EXCERPTED PASSAGE:
BY MBONO MDLULI
MBABANE – The Elizabeth Glazer Peadiatric AIDS Foundation (EGPAF) has been able to reduce HIV transmission from mother to child to less than two percent in 20 years.
This transpired today (April 16, 2024) at Mountain View in Mbabane during the workshop, where the organisation had invited the media practitioners to inform them on the milestones it has achieved since it was introduced to the country in 2004. Dr Christopher Makwindi was the one who made this revelation during his presentation.
Dr Christopher Makwindi from EGPAF giving a presentation on his organisation.
Dr Makwindi said when they opened in 2004, they found that the rate of mother to child transmission of HIV was high, hence they worked with Government in calling all stakeholders to action to reduce that. He said in 2004, there were only three facilities that offered services to prevent mother to child transmission (PMTCT) of HIV in the whole country.
He said with the help of Government, they managed to improve the services so that they could be accessed in almost all health facilities around the country. He said from 2010, they were able to focus on PMTCT, which was now in almost all the health facilities in the country and they were able to reduce PMTCT at six weeks from eight percent to two percent.
Dr Makwindi said PMTCT could be looked at from six weeks to a period of 18 weeks to 24 weeks (the end of breastfeeding period). He said the reduction of PMTCT from 18 to 24 weeks was from 15 percent to 1.34 percent, which was less than two percent.

PROBLEM A: According to the EGPAF article, how many facilities in the whole country offered services to prevent mother-to-child transmission of HIV in 2004?
PROBLEM B: In the EGPAF article, why did the organization work with Government to call all stakeholders to action? Explain in one to three sentences.

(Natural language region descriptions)
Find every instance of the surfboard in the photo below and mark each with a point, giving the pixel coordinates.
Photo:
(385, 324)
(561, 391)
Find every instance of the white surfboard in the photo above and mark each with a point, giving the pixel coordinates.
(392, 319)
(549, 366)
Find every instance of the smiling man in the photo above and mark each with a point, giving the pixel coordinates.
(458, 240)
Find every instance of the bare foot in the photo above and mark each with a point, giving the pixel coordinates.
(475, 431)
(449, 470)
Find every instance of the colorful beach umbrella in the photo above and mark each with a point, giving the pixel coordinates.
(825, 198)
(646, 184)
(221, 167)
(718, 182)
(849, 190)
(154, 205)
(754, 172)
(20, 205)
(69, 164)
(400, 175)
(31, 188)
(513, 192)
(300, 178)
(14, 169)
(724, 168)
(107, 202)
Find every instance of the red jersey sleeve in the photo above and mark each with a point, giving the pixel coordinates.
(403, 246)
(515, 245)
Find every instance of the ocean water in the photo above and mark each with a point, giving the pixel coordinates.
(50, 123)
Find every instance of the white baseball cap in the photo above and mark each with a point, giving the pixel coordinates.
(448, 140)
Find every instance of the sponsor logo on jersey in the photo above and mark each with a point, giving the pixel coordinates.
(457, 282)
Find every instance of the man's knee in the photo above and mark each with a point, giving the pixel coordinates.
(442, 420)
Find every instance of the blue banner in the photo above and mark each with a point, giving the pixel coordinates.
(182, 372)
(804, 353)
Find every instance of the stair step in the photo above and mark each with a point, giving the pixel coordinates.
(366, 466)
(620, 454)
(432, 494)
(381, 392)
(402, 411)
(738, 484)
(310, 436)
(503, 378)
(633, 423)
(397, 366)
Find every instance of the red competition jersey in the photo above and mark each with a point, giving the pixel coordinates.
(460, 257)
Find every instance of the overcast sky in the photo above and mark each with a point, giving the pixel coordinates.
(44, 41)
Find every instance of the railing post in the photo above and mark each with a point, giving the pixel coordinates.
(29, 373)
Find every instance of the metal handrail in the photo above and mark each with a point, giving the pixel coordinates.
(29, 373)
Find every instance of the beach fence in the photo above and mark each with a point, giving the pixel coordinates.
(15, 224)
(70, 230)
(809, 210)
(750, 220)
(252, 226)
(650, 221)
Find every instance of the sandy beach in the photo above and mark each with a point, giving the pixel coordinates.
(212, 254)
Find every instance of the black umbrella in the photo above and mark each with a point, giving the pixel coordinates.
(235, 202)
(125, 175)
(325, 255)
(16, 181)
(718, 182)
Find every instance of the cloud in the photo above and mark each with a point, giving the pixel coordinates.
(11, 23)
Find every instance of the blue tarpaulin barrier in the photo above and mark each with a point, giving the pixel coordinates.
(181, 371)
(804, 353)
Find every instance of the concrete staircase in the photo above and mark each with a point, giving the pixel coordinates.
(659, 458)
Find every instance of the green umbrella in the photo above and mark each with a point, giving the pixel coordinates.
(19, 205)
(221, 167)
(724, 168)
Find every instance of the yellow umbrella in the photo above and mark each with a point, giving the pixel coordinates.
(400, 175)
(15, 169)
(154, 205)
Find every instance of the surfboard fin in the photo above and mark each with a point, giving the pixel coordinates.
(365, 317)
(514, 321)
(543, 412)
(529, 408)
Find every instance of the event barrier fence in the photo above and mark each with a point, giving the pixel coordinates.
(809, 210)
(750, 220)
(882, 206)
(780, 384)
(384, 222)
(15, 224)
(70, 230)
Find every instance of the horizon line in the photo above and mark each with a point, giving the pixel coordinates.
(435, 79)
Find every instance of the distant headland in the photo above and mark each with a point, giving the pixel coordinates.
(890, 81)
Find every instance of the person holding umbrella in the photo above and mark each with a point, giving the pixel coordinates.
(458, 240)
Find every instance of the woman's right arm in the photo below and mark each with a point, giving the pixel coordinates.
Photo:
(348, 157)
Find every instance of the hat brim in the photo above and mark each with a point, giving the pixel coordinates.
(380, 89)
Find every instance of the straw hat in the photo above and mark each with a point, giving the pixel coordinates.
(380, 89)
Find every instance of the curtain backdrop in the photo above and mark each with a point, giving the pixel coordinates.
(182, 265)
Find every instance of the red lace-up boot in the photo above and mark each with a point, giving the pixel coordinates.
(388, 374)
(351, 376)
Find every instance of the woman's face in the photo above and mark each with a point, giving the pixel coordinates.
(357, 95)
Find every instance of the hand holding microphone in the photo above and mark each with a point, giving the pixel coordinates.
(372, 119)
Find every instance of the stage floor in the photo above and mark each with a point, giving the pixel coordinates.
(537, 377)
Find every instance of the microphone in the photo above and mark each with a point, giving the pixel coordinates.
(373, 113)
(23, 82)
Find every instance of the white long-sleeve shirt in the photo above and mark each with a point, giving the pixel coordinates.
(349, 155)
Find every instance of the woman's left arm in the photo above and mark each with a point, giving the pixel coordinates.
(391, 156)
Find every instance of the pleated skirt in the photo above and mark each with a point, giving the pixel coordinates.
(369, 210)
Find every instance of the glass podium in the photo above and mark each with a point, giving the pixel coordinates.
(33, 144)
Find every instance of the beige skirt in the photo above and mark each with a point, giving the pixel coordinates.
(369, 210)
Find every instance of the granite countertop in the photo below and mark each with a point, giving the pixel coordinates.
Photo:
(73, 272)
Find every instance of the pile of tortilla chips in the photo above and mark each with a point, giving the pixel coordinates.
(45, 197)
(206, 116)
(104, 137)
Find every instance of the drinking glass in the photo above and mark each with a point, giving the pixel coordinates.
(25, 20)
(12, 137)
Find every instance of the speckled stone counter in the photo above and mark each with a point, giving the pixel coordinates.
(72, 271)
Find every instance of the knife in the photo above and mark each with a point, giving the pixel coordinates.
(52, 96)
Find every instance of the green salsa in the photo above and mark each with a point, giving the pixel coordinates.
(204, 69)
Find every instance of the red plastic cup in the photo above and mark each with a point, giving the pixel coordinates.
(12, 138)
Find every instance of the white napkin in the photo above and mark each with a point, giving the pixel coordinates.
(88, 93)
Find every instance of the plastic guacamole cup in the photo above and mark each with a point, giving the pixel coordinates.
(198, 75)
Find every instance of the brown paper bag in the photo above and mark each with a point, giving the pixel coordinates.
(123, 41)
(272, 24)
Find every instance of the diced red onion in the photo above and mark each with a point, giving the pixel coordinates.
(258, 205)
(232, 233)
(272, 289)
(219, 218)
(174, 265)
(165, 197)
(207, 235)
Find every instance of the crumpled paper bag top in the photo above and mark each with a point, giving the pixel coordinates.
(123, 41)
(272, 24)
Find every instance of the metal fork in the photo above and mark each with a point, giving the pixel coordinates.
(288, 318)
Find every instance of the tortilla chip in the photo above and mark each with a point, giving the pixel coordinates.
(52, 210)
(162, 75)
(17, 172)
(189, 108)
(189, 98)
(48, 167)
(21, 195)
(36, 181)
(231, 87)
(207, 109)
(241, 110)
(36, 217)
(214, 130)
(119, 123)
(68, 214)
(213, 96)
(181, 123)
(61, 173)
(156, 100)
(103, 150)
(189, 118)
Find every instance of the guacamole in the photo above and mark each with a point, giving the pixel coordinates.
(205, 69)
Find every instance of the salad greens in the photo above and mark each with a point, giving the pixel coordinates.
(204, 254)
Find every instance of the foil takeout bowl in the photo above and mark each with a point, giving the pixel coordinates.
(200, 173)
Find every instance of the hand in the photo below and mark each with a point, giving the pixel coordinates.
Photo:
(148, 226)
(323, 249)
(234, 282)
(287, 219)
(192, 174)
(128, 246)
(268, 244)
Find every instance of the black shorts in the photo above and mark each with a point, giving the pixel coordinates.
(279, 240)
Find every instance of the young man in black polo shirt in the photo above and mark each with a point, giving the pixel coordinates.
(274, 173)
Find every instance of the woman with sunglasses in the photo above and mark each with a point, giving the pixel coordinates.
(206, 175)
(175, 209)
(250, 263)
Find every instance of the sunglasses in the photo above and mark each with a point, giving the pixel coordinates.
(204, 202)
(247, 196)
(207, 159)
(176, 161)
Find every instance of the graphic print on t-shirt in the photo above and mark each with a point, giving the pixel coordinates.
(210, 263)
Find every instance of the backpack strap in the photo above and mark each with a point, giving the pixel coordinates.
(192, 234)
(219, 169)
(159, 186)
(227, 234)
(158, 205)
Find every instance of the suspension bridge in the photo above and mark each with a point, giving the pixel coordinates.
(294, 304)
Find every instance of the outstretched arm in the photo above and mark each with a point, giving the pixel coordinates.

RESPONSE A: Three facilities.

RESPONSE B: When EGPAF opened in 2004, it found that the rate of mother-to-child transmission of HIV was high. It worked with Government to call stakeholders to action in order to reduce that rate.